** Exercise prompt **
Retype the lines of the records below, from the line holding "Question: In the picture above, for every instance of the tent" through the line holding "[(290, 162)]", inclusive, without any change. Give only those lines.

** Information shown **

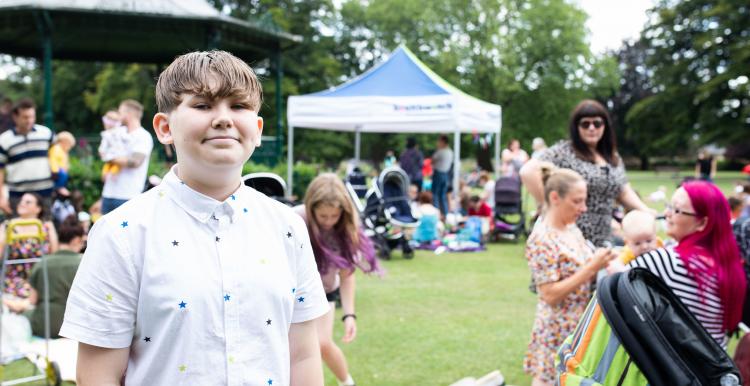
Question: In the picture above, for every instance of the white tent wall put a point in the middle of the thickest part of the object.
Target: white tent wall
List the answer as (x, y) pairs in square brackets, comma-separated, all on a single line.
[(445, 109), (357, 145)]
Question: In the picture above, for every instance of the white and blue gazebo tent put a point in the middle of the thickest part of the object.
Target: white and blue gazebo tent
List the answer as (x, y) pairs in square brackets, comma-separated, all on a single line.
[(399, 95)]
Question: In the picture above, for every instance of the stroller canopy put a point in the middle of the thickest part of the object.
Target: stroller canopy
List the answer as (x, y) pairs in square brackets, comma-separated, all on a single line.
[(267, 183)]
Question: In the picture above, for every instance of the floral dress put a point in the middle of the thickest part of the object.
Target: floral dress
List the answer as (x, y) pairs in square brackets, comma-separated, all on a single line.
[(16, 275), (604, 184), (552, 256)]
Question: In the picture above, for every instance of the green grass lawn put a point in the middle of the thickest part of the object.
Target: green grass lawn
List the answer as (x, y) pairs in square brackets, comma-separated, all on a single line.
[(438, 318)]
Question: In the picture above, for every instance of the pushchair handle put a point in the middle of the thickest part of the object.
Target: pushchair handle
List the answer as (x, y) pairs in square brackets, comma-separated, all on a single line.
[(29, 228)]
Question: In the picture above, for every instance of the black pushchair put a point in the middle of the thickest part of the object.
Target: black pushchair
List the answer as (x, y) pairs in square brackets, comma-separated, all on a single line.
[(646, 336), (387, 213), (269, 184), (510, 221), (356, 185)]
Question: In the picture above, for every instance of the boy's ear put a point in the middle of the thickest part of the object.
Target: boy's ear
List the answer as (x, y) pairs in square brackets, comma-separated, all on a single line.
[(162, 129), (260, 131)]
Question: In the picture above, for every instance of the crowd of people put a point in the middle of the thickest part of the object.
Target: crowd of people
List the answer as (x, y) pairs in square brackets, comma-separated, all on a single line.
[(166, 273)]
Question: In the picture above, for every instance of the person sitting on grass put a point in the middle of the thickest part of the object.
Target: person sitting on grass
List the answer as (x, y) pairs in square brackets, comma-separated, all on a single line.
[(30, 207), (200, 280), (61, 270), (430, 227)]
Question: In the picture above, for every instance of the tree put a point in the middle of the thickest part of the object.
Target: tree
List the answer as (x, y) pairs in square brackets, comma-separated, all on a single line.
[(530, 57), (701, 63)]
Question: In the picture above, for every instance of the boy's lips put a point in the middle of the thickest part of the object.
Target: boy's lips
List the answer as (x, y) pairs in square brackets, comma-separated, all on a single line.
[(221, 138)]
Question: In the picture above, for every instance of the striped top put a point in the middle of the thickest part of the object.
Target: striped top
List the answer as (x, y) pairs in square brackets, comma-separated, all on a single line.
[(24, 158), (704, 303)]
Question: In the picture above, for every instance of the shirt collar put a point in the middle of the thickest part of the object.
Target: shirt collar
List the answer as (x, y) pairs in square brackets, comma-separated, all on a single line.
[(197, 204)]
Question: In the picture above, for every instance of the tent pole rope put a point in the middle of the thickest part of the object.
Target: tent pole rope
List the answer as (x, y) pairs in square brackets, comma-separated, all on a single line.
[(290, 162)]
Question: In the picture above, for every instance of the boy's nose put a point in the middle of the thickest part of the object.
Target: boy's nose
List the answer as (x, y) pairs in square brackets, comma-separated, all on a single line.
[(222, 122)]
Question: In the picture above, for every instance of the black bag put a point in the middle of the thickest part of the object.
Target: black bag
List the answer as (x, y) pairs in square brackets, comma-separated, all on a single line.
[(665, 341)]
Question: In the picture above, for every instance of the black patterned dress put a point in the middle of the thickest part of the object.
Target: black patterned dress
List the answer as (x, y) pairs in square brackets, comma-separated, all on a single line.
[(603, 183)]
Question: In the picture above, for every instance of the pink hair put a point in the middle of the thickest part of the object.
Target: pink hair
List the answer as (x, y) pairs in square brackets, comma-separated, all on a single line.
[(716, 242)]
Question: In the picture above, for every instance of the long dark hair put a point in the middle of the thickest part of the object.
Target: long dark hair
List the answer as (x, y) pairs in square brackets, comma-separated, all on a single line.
[(607, 146)]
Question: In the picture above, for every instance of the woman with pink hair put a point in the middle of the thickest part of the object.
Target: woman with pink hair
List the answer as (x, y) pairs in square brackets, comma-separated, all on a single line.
[(704, 269)]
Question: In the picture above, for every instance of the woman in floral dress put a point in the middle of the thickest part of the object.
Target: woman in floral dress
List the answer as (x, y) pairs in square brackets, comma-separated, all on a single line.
[(16, 275), (563, 265)]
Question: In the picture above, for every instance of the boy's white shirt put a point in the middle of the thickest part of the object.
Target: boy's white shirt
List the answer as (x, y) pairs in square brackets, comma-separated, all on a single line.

** Task result **
Question: In the picture above, for every instance of the tent pole rope put a point in the middle of the thickest part of the object.
Target: tent pole rope
List the answer as (x, y) pairs in square brackets, comma-separated, all on a single line.
[(290, 162)]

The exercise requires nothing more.